### Set problem
Make an exact copy of all the entries below, with the pictures left out.

* * *

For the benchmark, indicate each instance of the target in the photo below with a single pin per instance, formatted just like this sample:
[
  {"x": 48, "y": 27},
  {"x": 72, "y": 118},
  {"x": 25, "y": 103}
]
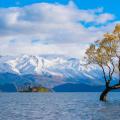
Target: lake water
[{"x": 58, "y": 106}]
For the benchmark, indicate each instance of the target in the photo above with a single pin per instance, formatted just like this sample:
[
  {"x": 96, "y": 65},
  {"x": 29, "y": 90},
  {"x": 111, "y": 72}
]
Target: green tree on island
[{"x": 106, "y": 54}]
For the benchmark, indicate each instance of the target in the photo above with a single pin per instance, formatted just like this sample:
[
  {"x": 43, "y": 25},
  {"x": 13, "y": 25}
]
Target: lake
[{"x": 58, "y": 106}]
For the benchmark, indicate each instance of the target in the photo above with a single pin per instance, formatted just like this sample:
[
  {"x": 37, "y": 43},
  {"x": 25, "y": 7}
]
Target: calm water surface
[{"x": 58, "y": 106}]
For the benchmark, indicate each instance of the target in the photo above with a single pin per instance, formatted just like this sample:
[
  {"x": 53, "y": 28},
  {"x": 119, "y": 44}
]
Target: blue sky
[{"x": 46, "y": 26}]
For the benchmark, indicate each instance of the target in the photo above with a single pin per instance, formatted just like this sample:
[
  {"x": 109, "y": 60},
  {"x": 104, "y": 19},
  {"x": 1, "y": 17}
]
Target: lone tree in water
[{"x": 106, "y": 54}]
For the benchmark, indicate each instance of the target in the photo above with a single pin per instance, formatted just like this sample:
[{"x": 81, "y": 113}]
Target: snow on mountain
[{"x": 57, "y": 69}]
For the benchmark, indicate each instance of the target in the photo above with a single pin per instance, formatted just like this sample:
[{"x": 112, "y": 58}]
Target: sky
[{"x": 64, "y": 27}]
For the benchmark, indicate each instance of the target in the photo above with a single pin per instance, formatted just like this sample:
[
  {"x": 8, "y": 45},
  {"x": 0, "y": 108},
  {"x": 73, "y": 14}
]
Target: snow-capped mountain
[{"x": 50, "y": 71}]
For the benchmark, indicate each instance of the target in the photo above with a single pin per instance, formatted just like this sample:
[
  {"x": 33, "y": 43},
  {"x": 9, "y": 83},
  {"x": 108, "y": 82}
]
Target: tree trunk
[{"x": 103, "y": 96}]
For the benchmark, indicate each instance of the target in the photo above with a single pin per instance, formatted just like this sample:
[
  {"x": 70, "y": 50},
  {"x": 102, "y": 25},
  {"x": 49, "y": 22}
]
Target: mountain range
[{"x": 49, "y": 71}]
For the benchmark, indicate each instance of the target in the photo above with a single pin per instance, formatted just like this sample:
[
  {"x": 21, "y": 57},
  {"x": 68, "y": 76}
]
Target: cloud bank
[{"x": 46, "y": 28}]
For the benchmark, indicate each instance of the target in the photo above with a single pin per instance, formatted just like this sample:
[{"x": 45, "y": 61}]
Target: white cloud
[{"x": 50, "y": 28}]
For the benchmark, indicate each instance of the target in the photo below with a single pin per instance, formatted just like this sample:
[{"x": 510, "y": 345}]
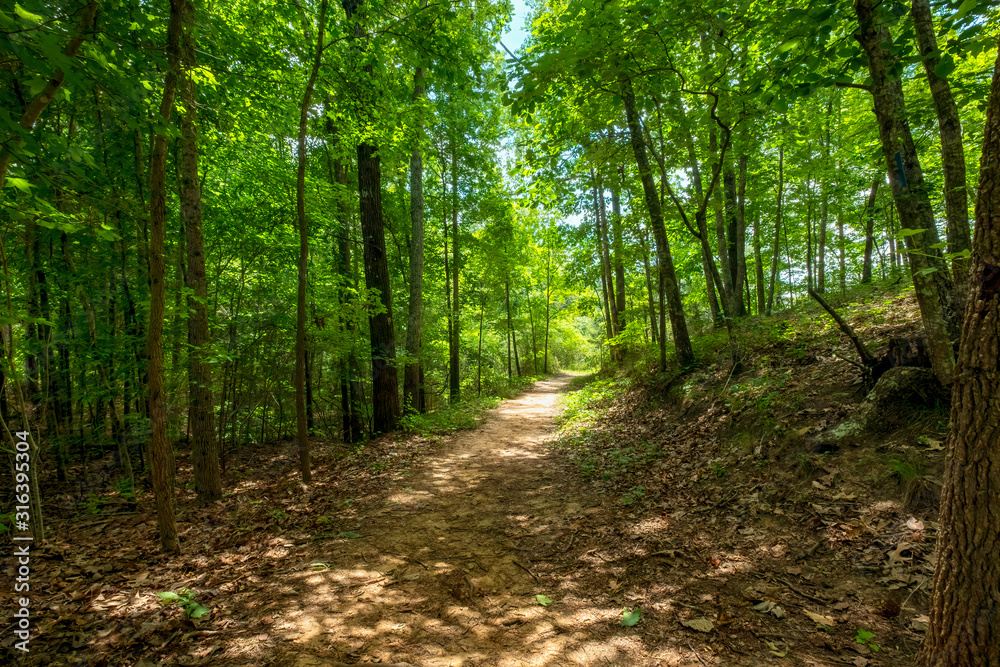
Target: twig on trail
[
  {"x": 696, "y": 655},
  {"x": 525, "y": 568},
  {"x": 803, "y": 594},
  {"x": 919, "y": 586}
]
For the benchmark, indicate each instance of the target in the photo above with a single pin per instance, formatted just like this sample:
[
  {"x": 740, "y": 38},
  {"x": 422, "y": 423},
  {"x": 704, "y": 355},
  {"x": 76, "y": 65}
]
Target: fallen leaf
[
  {"x": 699, "y": 624},
  {"x": 820, "y": 619},
  {"x": 779, "y": 649},
  {"x": 630, "y": 618}
]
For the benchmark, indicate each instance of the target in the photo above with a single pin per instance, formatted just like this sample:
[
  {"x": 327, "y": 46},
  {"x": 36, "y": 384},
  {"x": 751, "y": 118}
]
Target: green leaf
[
  {"x": 26, "y": 15},
  {"x": 945, "y": 67},
  {"x": 21, "y": 184},
  {"x": 349, "y": 534},
  {"x": 195, "y": 610},
  {"x": 964, "y": 9}
]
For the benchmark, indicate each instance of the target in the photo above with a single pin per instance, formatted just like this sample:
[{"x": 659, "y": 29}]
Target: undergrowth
[{"x": 466, "y": 414}]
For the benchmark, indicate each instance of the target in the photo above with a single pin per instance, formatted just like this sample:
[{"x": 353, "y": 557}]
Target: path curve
[{"x": 447, "y": 570}]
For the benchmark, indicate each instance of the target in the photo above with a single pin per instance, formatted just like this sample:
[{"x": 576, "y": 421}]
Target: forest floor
[{"x": 698, "y": 510}]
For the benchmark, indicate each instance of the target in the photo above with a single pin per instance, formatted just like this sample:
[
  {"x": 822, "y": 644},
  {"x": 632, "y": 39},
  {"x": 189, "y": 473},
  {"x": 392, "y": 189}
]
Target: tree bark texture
[
  {"x": 777, "y": 230},
  {"x": 411, "y": 374},
  {"x": 201, "y": 411},
  {"x": 956, "y": 199},
  {"x": 159, "y": 448},
  {"x": 668, "y": 277},
  {"x": 866, "y": 267},
  {"x": 964, "y": 618},
  {"x": 931, "y": 278}
]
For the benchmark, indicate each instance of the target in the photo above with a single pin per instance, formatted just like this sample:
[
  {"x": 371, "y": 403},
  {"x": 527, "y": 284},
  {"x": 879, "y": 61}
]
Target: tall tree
[
  {"x": 950, "y": 131},
  {"x": 668, "y": 278},
  {"x": 964, "y": 623},
  {"x": 301, "y": 318},
  {"x": 385, "y": 389},
  {"x": 931, "y": 280},
  {"x": 201, "y": 411},
  {"x": 161, "y": 462},
  {"x": 411, "y": 374}
]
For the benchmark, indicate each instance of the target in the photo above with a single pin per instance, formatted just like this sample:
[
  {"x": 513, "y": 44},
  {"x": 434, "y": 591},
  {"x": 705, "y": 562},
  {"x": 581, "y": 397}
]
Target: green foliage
[
  {"x": 633, "y": 495},
  {"x": 631, "y": 617},
  {"x": 192, "y": 608},
  {"x": 865, "y": 638}
]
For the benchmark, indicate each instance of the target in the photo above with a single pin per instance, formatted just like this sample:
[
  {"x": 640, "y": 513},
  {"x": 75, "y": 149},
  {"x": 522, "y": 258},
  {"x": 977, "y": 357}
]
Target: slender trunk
[
  {"x": 454, "y": 380},
  {"x": 385, "y": 384},
  {"x": 758, "y": 267},
  {"x": 668, "y": 278},
  {"x": 159, "y": 449},
  {"x": 548, "y": 301},
  {"x": 931, "y": 279},
  {"x": 964, "y": 623},
  {"x": 866, "y": 270},
  {"x": 411, "y": 374},
  {"x": 777, "y": 230},
  {"x": 479, "y": 355},
  {"x": 653, "y": 328},
  {"x": 604, "y": 249},
  {"x": 619, "y": 261},
  {"x": 952, "y": 152},
  {"x": 41, "y": 101},
  {"x": 201, "y": 412},
  {"x": 842, "y": 245},
  {"x": 738, "y": 239},
  {"x": 531, "y": 322}
]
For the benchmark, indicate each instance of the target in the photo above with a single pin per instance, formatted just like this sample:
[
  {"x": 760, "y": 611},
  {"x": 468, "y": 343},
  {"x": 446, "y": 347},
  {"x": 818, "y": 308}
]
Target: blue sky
[{"x": 516, "y": 32}]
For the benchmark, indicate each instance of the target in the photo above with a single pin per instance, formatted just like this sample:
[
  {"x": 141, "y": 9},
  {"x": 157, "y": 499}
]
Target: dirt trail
[{"x": 447, "y": 570}]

* * *

### Result of the task
For the benchmark, indicate each instance of the target in the photo below with a single pin per instance, formatted just like this sample:
[
  {"x": 48, "y": 27},
  {"x": 72, "y": 118},
  {"x": 25, "y": 103}
]
Target: lake water
[{"x": 58, "y": 106}]
For the benchmark, indicate each instance of the target in the photo above with a single pin per instance, formatted just like this sample:
[
  {"x": 96, "y": 65},
  {"x": 29, "y": 90},
  {"x": 111, "y": 72}
]
Target: green tree on island
[{"x": 106, "y": 54}]
For the benchmark, indicate each instance of the target in the photo above with a single pin per instance, formatted just like this sample:
[
  {"x": 43, "y": 25},
  {"x": 13, "y": 25}
]
Target: lake
[{"x": 58, "y": 106}]
For the benchmark, indicate each instance of the target in the photo above with a single pin per instance, formatted just like this sample:
[
  {"x": 37, "y": 43},
  {"x": 25, "y": 7}
]
Target: calm water surface
[{"x": 58, "y": 106}]
For the benchmark, indicate each instance of the target in the photo above with a single pin per instance, formatted just like this sample:
[
  {"x": 53, "y": 28},
  {"x": 119, "y": 44}
]
Target: blue sky
[{"x": 46, "y": 26}]
For the benchmark, indicate each instance of the target in the photo above with a single pin per instance, formatted just like this sample:
[
  {"x": 109, "y": 60},
  {"x": 104, "y": 19},
  {"x": 1, "y": 17}
]
Target: lone tree in water
[{"x": 106, "y": 54}]
For the benchmark, indicate each instance of the target in the photo above with a single pin per instance, formatted just like this sample:
[{"x": 81, "y": 113}]
Target: snow on mountain
[{"x": 57, "y": 69}]
For the benchmark, indicate each instance of the target in the photo above with a single pin per instance, formatted just like this sample:
[{"x": 112, "y": 58}]
Target: sky
[{"x": 64, "y": 27}]
For the benchmark, indicate each instance of the target in the photo above with a single pin per instance, formatted just like this sample:
[
  {"x": 8, "y": 45},
  {"x": 0, "y": 108},
  {"x": 73, "y": 14}
]
Target: snow-capped mountain
[{"x": 50, "y": 71}]
For the benchmark, indicate each instance of the target in the photo above with a single pin per instance, formatted just like this sample:
[
  {"x": 33, "y": 43},
  {"x": 9, "y": 83},
  {"x": 108, "y": 82}
]
Target: tree trunk
[{"x": 103, "y": 96}]
For the benchmark, indicate each instance of the target in the photo above with a single pin per instance, formatted just like this sample:
[
  {"x": 70, "y": 50},
  {"x": 102, "y": 25},
  {"x": 49, "y": 22}
]
Target: mountain range
[{"x": 49, "y": 71}]
For the benchmark, indicate each instance of the target in the photo above with a single pin per instance, formatted just like this sample:
[
  {"x": 21, "y": 57},
  {"x": 68, "y": 76}
]
Target: cloud bank
[{"x": 46, "y": 28}]
For the benchmark, indicate each instance of the target in the photo above with a single pin per instance, formatted just like this sample:
[{"x": 45, "y": 61}]
Target: white cloud
[{"x": 50, "y": 28}]
For the benchmark, indicate each instance of the target in the photo below with a single pin per instance, formatted just like this sample:
[{"x": 510, "y": 345}]
Target: twig on trail
[
  {"x": 696, "y": 655},
  {"x": 525, "y": 568},
  {"x": 803, "y": 594},
  {"x": 919, "y": 586}
]
For the benchmark, indicate each instance of the target in the photo above with a single pin per instance, formatted just like this sample:
[
  {"x": 740, "y": 38},
  {"x": 422, "y": 423},
  {"x": 704, "y": 355},
  {"x": 76, "y": 65}
]
Target: fallen leaf
[
  {"x": 699, "y": 624},
  {"x": 820, "y": 619},
  {"x": 779, "y": 649},
  {"x": 630, "y": 618}
]
For the benchmark, indicate each instance of the target in the photo above with a single pin per instance, formatted just like this sample:
[
  {"x": 327, "y": 46},
  {"x": 36, "y": 384},
  {"x": 751, "y": 118}
]
Target: green leaf
[
  {"x": 26, "y": 15},
  {"x": 945, "y": 67},
  {"x": 21, "y": 184},
  {"x": 349, "y": 534},
  {"x": 195, "y": 610},
  {"x": 964, "y": 9}
]
For the benchmark, indicate each instance of the target in the photo above with a single pin per instance, formatted just like this sample:
[{"x": 659, "y": 29}]
Target: undergrowth
[{"x": 466, "y": 414}]
For the benchmark, indicate each instance of the target in the photo above with a single pin per instance, formatted just like this sample:
[{"x": 353, "y": 557}]
Target: path curve
[{"x": 447, "y": 570}]
For the benchmark, indicate each instance of the target in the photo above with a single pin per instance, formatted just like this sample:
[{"x": 576, "y": 421}]
Target: forest floor
[{"x": 698, "y": 510}]
For the benchmark, indicate each instance of the target in the photo above with a single pin per instance, formatted just like this sample:
[
  {"x": 822, "y": 644},
  {"x": 632, "y": 39},
  {"x": 189, "y": 473},
  {"x": 392, "y": 189}
]
Target: tree bark texture
[
  {"x": 777, "y": 230},
  {"x": 411, "y": 374},
  {"x": 201, "y": 411},
  {"x": 956, "y": 199},
  {"x": 159, "y": 448},
  {"x": 668, "y": 277},
  {"x": 866, "y": 267},
  {"x": 964, "y": 618},
  {"x": 931, "y": 278}
]
For the benchmark, indicate each instance of the target in the photo above with a single pin per instance, formatted just like this sample:
[
  {"x": 371, "y": 403},
  {"x": 527, "y": 284},
  {"x": 879, "y": 61}
]
Target: tall tree
[
  {"x": 950, "y": 131},
  {"x": 668, "y": 278},
  {"x": 964, "y": 623},
  {"x": 301, "y": 318},
  {"x": 385, "y": 389},
  {"x": 931, "y": 280},
  {"x": 201, "y": 411},
  {"x": 161, "y": 462},
  {"x": 411, "y": 374}
]
For the benchmark, indicate each instance of the target in the photo above with a single pin per instance, formatted just like this sample:
[
  {"x": 513, "y": 44},
  {"x": 434, "y": 591},
  {"x": 705, "y": 562},
  {"x": 581, "y": 397}
]
Target: green foliage
[
  {"x": 633, "y": 495},
  {"x": 631, "y": 617},
  {"x": 192, "y": 608},
  {"x": 865, "y": 638}
]
For the benchmark, indicate each instance of the target in the photo above with a single pin per instance, formatted just like this sample:
[
  {"x": 640, "y": 513},
  {"x": 75, "y": 149},
  {"x": 522, "y": 258},
  {"x": 977, "y": 357}
]
Target: slender trunk
[
  {"x": 454, "y": 380},
  {"x": 385, "y": 384},
  {"x": 758, "y": 267},
  {"x": 668, "y": 278},
  {"x": 159, "y": 449},
  {"x": 548, "y": 301},
  {"x": 931, "y": 279},
  {"x": 964, "y": 623},
  {"x": 866, "y": 270},
  {"x": 411, "y": 374},
  {"x": 777, "y": 230},
  {"x": 479, "y": 355},
  {"x": 653, "y": 328},
  {"x": 604, "y": 249},
  {"x": 619, "y": 261},
  {"x": 952, "y": 152},
  {"x": 41, "y": 101},
  {"x": 201, "y": 412},
  {"x": 842, "y": 245},
  {"x": 738, "y": 239},
  {"x": 531, "y": 322}
]
For the benchmark, indicate each instance of the target in the photo above with a single pin per instance, formatted just like this sample:
[
  {"x": 760, "y": 611},
  {"x": 468, "y": 343},
  {"x": 446, "y": 347},
  {"x": 818, "y": 308}
]
Target: blue sky
[{"x": 516, "y": 32}]
For the benchmark, indicate each instance of the target in the photo above with a single pin per instance, formatted just like this sample:
[
  {"x": 141, "y": 9},
  {"x": 157, "y": 499}
]
Target: dirt trail
[{"x": 447, "y": 570}]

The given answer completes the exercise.